◆ **INSTRUCTIONS FOR THE TASK**
Copy the items below word for word, starting at the line that contains "Place one keypoint on each instance of the ceiling" and ending at the last line of the items, with both included.

◆ **DATA ENTRIES**
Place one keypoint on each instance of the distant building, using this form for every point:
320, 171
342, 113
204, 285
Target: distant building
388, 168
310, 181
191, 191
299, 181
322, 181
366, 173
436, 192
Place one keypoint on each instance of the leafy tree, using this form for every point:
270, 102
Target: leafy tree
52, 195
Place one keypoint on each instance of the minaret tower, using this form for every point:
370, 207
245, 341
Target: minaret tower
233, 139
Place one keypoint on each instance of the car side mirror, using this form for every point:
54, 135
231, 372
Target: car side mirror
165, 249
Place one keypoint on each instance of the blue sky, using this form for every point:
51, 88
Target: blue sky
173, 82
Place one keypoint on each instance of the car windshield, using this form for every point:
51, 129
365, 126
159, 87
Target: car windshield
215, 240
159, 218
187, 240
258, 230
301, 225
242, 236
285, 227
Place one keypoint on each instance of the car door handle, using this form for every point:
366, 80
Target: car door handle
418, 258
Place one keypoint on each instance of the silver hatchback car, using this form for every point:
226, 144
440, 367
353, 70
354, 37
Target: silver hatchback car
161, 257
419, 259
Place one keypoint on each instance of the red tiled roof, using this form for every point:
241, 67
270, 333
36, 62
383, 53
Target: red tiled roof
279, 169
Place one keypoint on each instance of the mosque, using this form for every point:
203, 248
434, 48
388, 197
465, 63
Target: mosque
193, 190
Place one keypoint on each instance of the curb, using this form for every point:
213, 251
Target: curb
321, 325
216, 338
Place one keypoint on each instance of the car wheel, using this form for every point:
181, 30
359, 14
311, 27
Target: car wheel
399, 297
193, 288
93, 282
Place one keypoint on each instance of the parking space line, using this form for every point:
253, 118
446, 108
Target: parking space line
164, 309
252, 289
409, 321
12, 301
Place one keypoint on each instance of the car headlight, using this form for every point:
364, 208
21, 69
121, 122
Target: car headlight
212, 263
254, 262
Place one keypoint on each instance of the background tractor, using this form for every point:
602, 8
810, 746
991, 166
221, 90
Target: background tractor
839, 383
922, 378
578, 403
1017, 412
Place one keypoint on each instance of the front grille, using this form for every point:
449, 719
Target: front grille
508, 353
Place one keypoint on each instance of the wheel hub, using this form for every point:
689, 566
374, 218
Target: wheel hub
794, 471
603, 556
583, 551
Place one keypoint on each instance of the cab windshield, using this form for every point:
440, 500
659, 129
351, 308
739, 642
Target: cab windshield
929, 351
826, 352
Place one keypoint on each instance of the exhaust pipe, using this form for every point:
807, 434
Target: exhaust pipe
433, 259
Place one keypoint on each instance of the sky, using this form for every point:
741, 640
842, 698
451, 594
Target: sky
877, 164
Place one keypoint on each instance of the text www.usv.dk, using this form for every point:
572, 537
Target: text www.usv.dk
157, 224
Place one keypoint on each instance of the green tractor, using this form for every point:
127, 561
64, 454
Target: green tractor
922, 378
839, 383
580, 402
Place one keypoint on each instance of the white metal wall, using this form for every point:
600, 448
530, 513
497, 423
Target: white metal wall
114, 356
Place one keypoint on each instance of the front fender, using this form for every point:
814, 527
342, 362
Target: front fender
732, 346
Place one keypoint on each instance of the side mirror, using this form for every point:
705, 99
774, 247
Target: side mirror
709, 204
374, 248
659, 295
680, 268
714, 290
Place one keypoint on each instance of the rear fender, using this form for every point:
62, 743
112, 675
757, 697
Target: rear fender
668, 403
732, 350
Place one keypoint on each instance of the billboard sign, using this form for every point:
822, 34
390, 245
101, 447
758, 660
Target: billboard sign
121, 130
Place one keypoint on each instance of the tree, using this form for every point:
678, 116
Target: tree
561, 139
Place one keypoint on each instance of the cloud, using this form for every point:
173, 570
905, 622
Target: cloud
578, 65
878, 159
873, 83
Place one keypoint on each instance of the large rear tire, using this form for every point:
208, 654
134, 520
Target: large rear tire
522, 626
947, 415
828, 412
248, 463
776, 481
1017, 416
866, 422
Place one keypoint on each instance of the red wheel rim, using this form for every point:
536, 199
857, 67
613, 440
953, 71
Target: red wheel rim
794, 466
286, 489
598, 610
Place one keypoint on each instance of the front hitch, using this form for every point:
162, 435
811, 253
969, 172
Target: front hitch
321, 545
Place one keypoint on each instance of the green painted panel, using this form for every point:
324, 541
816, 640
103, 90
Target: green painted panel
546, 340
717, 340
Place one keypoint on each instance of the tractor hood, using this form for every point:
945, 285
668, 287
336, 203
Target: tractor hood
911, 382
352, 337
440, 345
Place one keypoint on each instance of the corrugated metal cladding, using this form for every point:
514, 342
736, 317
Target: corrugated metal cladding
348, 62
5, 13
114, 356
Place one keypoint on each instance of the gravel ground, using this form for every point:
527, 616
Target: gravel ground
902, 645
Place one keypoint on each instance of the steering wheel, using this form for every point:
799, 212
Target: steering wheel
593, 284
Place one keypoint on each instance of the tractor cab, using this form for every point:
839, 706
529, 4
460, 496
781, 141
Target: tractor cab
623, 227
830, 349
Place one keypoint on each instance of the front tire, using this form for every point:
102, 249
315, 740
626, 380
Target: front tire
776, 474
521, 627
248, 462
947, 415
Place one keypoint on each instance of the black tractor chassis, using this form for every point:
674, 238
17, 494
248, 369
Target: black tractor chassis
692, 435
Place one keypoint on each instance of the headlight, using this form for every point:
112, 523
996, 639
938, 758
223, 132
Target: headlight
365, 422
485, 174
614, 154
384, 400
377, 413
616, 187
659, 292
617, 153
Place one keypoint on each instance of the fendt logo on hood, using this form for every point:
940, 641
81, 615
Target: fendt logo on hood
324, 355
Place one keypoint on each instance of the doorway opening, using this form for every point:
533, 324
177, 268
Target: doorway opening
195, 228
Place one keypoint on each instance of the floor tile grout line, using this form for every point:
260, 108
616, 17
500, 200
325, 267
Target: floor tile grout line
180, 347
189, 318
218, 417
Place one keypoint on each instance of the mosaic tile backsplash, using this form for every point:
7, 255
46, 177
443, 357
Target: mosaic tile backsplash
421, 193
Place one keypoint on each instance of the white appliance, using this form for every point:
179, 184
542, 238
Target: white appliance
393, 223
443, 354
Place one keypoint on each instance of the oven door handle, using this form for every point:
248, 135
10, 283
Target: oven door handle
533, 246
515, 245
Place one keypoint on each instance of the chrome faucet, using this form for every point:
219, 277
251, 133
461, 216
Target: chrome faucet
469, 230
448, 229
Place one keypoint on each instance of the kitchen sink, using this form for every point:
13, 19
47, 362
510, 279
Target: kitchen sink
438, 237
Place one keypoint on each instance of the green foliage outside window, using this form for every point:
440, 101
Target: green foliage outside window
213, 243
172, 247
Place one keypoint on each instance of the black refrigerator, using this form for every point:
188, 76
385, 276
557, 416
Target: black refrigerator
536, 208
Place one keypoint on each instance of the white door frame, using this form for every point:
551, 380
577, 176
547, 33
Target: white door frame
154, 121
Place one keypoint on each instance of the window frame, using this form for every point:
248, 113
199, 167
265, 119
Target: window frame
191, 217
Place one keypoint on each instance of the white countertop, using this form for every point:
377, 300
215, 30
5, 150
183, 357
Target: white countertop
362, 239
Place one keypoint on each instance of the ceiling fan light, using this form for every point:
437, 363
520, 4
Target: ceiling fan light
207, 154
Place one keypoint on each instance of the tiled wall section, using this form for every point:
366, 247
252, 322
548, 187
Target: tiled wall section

◆ **WORKED ANSWER**
Place one keypoint on each instance of the ceiling fan light, using this form for every point:
437, 363
520, 4
Target: ceiling fan light
207, 154
Place one keypoint on each instance of the tiled wall section, using this form for every point:
366, 247
252, 322
548, 187
Target: tiled wall section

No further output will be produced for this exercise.